══ Texto apresentado

HOJE JÁ É TARDE DEMAIS
Martinho Júnior, Luanda
EM SAUDAÇÃO AO 25 DE MAIO, DIA DE
ÁFRICA, QUANDO HÁ 56 ANOS, EM GRANDE PARTE EM FUNÇÃO DA LUTA DE LIBERTAÇÃO, SE
CRIOU A ENTÃO “OUA”, ORGANIZAÇÃO DA UNIDADE AFRICANA (https://www.officeholidays.com/countries/africa/african_unity_day.php)!
No Cunene, de há pouco mais de
100 anos a esta parte, estão-se jogando algumas das sagas mais decisivas do
povo angolano e da África Austral.
Quando fundaram a cidade de
Moçâmedes, (em 1855 Moçâmedes foi elevada à categoria de vila), os horizontes
continentais do colonialismo português no sudoeste angolano não iam além do rio
Cunene, pela via da Huila e não por via do paralelo da nova localidade.
Essa inoperância em relação ao
interior era um indicador que os processos coloniais ainda não haviam
despertado suficientemente para o fenómeno da importância da água interior do
continente africano, algo que aliás nem com a Conferência de Berlim haveria de
ocorrer.
Na Conferência de Berlim, em que
o chanceler Bismarck foi anfitrião, o que seria lógico na partilha de África
seria a Prússia ficar com a parte mais suculenta, a matriz da água num continente
em que existiam os maiores desertos quentes do globo e não foi isso que
aconteceu…
Não só não aconteceu assim como
entregaram o Congo, praticamente de bandeja, à cabeça coroada da Bélgica, o Rei
Leopoldo II, um senhor feudal que iria em poucos anos mostrar seu bárbaro
despotismo genocida, similar aliás aos próprios prussianos…
Impedidos de expansionismo nas
Américas, as potências coloniais europeias aplicaram a partir da Conferência de
Berlim, uma saga expansionista em África que adoptou o critério dos genocídios
que acompanharam a tipologia da expansão nas Américas, com uma questão prévia:
a escravatura (e o tráfico de escravos transatlântico para as Américas) que em
África havia durado mais de 4 séculos, em nome da “civilização
judaico-cristã ocidental”!

════
══ Material recolhido

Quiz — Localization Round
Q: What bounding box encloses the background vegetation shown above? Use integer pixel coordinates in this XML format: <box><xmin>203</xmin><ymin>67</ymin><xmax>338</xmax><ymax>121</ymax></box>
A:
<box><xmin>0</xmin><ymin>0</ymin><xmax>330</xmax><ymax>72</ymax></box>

════

▸ **Tarefas do exercício**
1. No texto apresentado, em que ano Moçâmedes foi elevada à categoria de vila?
2. Dê seguimento ao texto apresentado, sobre o Cunene e a partilha de África, a partir da última frase.

▸ **Respostas**
1. Em 1855.

2.
No fundo a Conferência de Berlim
foi não só uma conferência de genocidas: foi uma conferência de poderosos
europeus, emanação de suas elites e oligarquias, ignorantes entre ignorantes em
relação às conjunturas africanas e ávidos de poder colonial, sangue e rapina!
Foi no ambiente colonial em
expansão na 2ª metade do século XIX que as disputas entre colonialismo
português e prussiano chegariam ao Cunene, terra de pastores cuanhamas e
ovambos que garantiam a transumância do seu gado de chimpaka em chimpaka,
desequilibrando o secular ambiente humano local e atrasando África na sua
necessidade de domínio próprio e consciente sobre a água interior.
Hoje já é tarde demais, por que o
possível esforço de luta contemporânea, o esforço angolano de hoje, só pôde ser
realizado depois de vencido o colonialismo, depois de vencido o “apartheid”,
depois de vencidas algumas de suas sequelas e ganhando consciência crítica e de
vanguarda face ao capitalismo neoliberal que tem sido inculcado em África
formatando mentalidades nas elites servis, quando tudo se deveria ter iniciado
em tempo oportuno precisamente há pouco mais de 100 anos!
Também por esta razão tenho
considerado que Angola tem apenas (sobre)vivido (?) em “séculos de
solidão”!
03- Em 1849, poucos anos depois
da construção da fortaleza de São Fernando na baía que antes fora chamada de
Angra dos Negros (identificação que tinha a ver com o embarque de escravos) a
pequena localidade passou a ser chamada de Mossâmedes, em honra ao Barão do
mesmo nome que havia decidido a implantação humana na costa do sudoeste de
Angola.
A localidade, um caso único para
Angola colonizada, veio a integrar três pequenos contingentes migratórios
provenientes da cidade do Recife no Brasil e com o reforço populacional passa à
categoria de vila, a cidade que é hoje capital da Província do Namibe,
encravada entre o deserto do Namibe (o mais antigo do mundo) e o mar (https://torredahistoriaiberica.blogspot.com/2010/08/fundacao-de-mocamedes-namibe-no-sul-de.html).
A vila, circundada por um
cinturão de hortas nos vales do Bero (que foi por alguns desses povoadores
considerado de Nilo de Moçâmedes) e do Giraul, iria permitir a criação dum
ponto de apoio na costa apto para se prepararem as acções de penetração no interior
a partir duma nova linha de acção a sul do ainda por definir território
angolano sob domínio do colonialismo português.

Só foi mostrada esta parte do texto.